GAE

Magic Properties on Google AppEngine

Update to my previous Google AppEngine auto-updating properties post.

In my last post I was talking about "[...] however there is still an issue, for now the MagicProperty is only updated the first time the property it affects is set"

I fixed that issue, it has a local cache that is added to the model, so if the value does change, the cache would no longer be valid and the value is recreated, otherwise the already computed value is returned. There was however another issue I had to deal with, and that was the fact that the cache was not being written to the datastore, this meant that upon getting the data back from the datastore we recomputed it anyway. Now the programmer has to do some extra work, they have to add a cache unindexed property to the model, and pass it into the MagicProperty to be used as the caching variable. Within the save() they have to prime the cache by setting a temporary variable equal to the to be computed variable just in case the cache variables have not been primed, this has not yet been documented other than in my SVN history.

We still don't allow setting of the magic property, however upon returning from the datastore it calls make_value_from_datastore, which returns a _MagicDatastore, as long as we set with an instance of _MagicDatastore it will allow it to go through, so we can get the value from the datastore without having to recompute the value.

Read the code for an example on how to use this.

Code is added below, feel free to use it as you wish under the license that is attached.

###
 # Copyright (c) 2010 Bert JW Regeer;
 #
 # Permission to use, copy, modify, and distribute this software for any
 # purpose with or without fee is hereby granted, provided that the above
 # copyright notice and this permission notice appear in all copies.
 #
 # THE SOFTWARE IS PROVIDED "AS IS" AND THE AUTHOR DISCLAIMS ALL WARRANTIES
 # WITH REGARD TO THIS SOFTWARE INCLUDING ALL IMPLIED WARRANTIES OF
 # MERCHANTABILITY AND FITNESS. IN NO EVENT SHALL THE AUTHOR BE LIABLE FOR
 # ANY SPECIAL, DIRECT, INDIRECT, OR CONSEQUENTIAL DAMAGES OR ANY DAMAGES
 # WHATSOEVER RESULTING FROM LOSS OF USE, DATA OR PROFITS, WHETHER IN AN
 # ACTION OF CONTRACT, NEGLIGENCE OR OTHER TORTIOUS ACTION, ARISING OUT OF
 # OR IN CONNECTION WITH THE USE OR PERFORMANCE OF THIS SOFTWARE.
 #
###

import logging
import hashlib
from google.appengine.ext import db


def MagicProperty(prop, magic_func=None, cache_prop=None, pass_instance=False, *args, **kw):
	if magic_func:
		# No pants required.
		return _MagicProperty(prop, magic_func, cache_prop, pass_instance, *args, **kw)

# Direction 1
Reproduce the stretch of the AppEngine post from "Code is added" through "in all copies.", word for word.

# Dataset extract

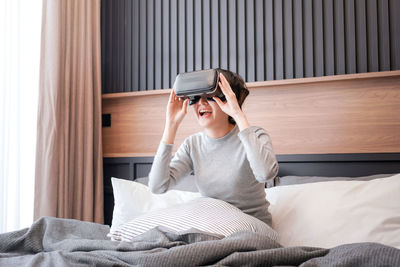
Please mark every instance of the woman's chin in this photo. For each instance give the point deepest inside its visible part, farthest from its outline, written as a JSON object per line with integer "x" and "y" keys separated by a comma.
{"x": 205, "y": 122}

==

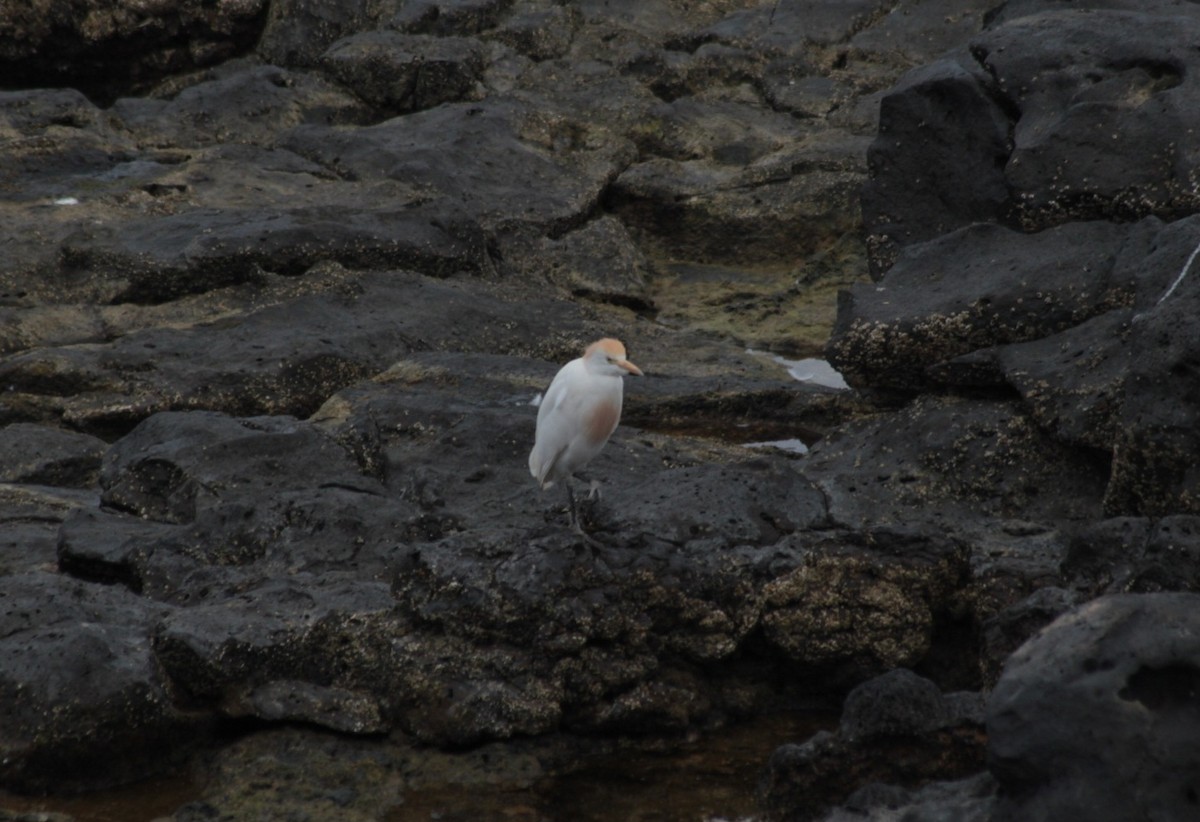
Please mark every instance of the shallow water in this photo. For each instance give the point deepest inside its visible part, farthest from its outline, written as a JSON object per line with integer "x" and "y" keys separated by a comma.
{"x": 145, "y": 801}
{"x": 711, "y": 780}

# Direction 2
Gather every line in the entries that contains the word "chin".

# Task output 1
Code is added below, feel free to use it as you wish under the license that is attached.

###
 # Copyright (c) 2010 Bert JW Regeer;
 #
 # Permission to use, copy, modify, and distribute this software for any
 # purpose with or without fee is hereby granted, provided that the above
 # copyright notice and this permission notice appear in all copies.

# Task output 2
Please mark every instance of the woman's chin in this photo. For each instance give the point deepest inside its visible part, farthest from its outline, written as a JSON object per line with integer "x" and "y" keys separated by a comma.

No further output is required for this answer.